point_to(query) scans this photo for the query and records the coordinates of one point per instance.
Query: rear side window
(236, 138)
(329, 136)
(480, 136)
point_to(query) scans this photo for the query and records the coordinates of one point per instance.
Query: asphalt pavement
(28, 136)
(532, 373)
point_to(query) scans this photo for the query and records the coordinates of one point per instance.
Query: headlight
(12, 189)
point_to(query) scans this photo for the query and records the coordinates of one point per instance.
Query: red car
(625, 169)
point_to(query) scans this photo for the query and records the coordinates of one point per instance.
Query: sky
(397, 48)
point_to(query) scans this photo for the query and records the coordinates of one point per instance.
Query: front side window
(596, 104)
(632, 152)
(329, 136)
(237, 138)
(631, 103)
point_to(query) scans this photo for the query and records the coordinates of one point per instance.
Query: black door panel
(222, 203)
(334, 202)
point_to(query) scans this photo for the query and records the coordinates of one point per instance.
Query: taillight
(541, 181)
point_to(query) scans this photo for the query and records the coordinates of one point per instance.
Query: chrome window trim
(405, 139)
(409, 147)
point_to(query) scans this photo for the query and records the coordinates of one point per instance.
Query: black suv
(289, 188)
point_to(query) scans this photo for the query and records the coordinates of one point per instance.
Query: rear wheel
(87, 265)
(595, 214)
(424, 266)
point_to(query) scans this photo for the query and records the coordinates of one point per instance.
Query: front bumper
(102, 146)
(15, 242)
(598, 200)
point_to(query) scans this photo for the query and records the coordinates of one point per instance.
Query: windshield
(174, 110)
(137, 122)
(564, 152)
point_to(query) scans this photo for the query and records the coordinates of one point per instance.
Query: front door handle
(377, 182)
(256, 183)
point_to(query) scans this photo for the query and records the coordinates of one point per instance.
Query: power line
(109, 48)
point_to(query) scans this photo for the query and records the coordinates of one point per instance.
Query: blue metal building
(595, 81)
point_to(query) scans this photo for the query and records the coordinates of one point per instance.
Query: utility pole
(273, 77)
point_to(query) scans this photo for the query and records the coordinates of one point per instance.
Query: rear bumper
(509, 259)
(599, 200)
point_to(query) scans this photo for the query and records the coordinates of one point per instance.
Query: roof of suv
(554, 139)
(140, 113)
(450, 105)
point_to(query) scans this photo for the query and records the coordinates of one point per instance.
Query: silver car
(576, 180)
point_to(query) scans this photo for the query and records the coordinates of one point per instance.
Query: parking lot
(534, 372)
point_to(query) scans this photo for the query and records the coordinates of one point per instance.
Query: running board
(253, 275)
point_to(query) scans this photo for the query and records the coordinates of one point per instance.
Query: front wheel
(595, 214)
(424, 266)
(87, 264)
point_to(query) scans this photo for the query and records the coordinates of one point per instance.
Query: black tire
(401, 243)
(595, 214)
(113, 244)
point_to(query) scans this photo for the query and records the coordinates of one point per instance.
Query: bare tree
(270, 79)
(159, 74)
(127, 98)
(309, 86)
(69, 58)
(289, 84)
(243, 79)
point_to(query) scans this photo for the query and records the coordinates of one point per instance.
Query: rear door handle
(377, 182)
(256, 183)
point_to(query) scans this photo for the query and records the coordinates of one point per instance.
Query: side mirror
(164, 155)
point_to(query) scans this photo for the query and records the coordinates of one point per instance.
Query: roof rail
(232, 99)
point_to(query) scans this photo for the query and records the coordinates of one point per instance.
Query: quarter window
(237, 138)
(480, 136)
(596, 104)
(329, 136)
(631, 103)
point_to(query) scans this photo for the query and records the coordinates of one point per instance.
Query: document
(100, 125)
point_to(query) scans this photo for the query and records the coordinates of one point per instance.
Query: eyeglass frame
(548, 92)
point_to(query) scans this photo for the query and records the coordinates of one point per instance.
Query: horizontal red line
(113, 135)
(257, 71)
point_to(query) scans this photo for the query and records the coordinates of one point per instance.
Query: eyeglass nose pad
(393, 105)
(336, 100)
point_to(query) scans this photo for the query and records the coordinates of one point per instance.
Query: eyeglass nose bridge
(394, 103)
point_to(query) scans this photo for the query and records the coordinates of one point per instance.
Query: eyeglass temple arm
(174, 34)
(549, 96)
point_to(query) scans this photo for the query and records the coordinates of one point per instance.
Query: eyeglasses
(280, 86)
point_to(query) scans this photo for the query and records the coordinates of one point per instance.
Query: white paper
──────
**Short problem**
Can you reproduce all the material exactly?

**Answer**
point_to(query) scans this photo for the query and records the coordinates of one point per instance.
Query: rear side window
(236, 138)
(329, 136)
(480, 136)
point_to(query) scans this photo for the query and records the coordinates of one point per instance.
Query: asphalt pavement
(28, 136)
(532, 373)
point_to(query) scans this photo for the query and records the coordinates of one point per instance.
Query: headlight
(12, 189)
point_to(query) scans this photo for the query and records the coordinates of one point per instance.
Query: red car
(625, 169)
point_to(query) scans this photo for the query and records the coordinates of one point per instance.
Query: sky
(397, 48)
point_to(query) scans this photo for the query and records the coordinates of one point per instance.
Query: front side window
(596, 104)
(632, 152)
(329, 136)
(237, 138)
(631, 103)
point_to(query) scans this photo for the query and records the coordinates of one point per instance.
Query: black door panel
(222, 203)
(334, 202)
point_to(query) scans this photo for the query and records the coordinates of one point per instance.
Query: taillight
(541, 181)
point_to(query) scans this photo for the query and records the coordinates of one point per instance.
Query: chrome window trim
(405, 139)
(409, 147)
point_to(query) scans this photo for the query and records the coordinates of one point per instance.
Query: black suv
(289, 188)
point_to(query) scans this photo for the query and records the coordinates of one point per instance.
Query: rear wheel
(87, 265)
(595, 214)
(424, 266)
point_to(query) scans this photo for the query and records the coordinates of one point per instance.
Query: front bumper
(102, 146)
(15, 242)
(598, 200)
point_to(query) scans this photo for the query and records the coordinates of one point per instance.
Query: windshield
(174, 110)
(137, 122)
(564, 152)
point_to(query) scans this photo for the query and records the coordinates of one point per instance.
Query: front door handle
(377, 182)
(256, 183)
point_to(query) scans this photo for the query and records the coordinates of one point per instance.
Query: power line
(109, 48)
point_to(query) scans this photo for the query and records the coordinates of one point per instance.
Query: blue metal building
(595, 81)
point_to(query) scans this photo for the query and records the coordinates of one point per instance.
Query: utility pole
(273, 77)
point_to(query) scans this photo for the query and records the coordinates of one point per instance.
Query: rear bumper
(509, 259)
(599, 200)
point_to(query) scans this photo for the query and records the coordinates of one point per instance.
Query: roof of suv
(554, 139)
(140, 113)
(450, 105)
point_to(query) scans this photo for the query and records the coordinates of one point per instance.
Query: silver car
(576, 180)
point_to(query) scans this photo for the query and records the coordinates of one point per instance.
Query: parking lot
(534, 372)
point_to(query) scans this photo for the query and records the coordinates of one point per instance.
Query: running board
(253, 275)
point_to(query) scans this photo for the query and records the coordinates of one point per instance.
Query: front wheel
(595, 214)
(424, 266)
(87, 264)
point_to(query) scans this photo for the query and records the coordinates of one point per instance.
Query: black tire
(401, 243)
(595, 214)
(113, 244)
point_to(query) scans this photo for the query and records the coordinates of one point per instance.
Query: bare tree
(270, 79)
(159, 74)
(127, 98)
(309, 86)
(69, 58)
(289, 84)
(243, 79)
point_to(query) scans this photo for the query and records the coordinates of one point per instance.
Query: rear door handle
(377, 182)
(256, 183)
point_to(query) scans this photo for the query and records the coordinates of one point per instance.
Query: side mirror
(164, 155)
point_to(query) scans this photo for the query and records the coordinates of one point per instance.
Query: roof rail
(232, 99)
point_to(query) scans this photo for the query and records the coordinates of one point per instance.
Query: quarter window
(237, 138)
(480, 136)
(596, 104)
(329, 136)
(631, 103)
point_to(query) scans this photo for the query and records the coordinates of one point per instance.
Query: document
(100, 125)
point_to(query) scans this photo for the query and records the coordinates of one point per instance.
Query: eyeglass frame
(548, 92)
point_to(query) scans this photo for the query and records the coordinates of one point per instance.
Query: horizontal red line
(113, 135)
(257, 71)
point_to(query) scans this photo for the query and records the coordinates of one point per instance.
Query: eyeglass nose pad
(393, 105)
(336, 100)
point_to(query) scans this photo for the query and records the coordinates of one point per instance.
Query: eyeglass nose bridge
(394, 103)
point_to(query) scans this photo for the query and records the coordinates of one point per instance.
Query: eyeglass temple arm
(174, 34)
(549, 96)
point_to(query) scans this photo for the query and records the coordinates of one point per instance.
Query: eyeglasses
(280, 86)
point_to(query) scans this photo for the query and records the coordinates of one point per instance.
Query: white paper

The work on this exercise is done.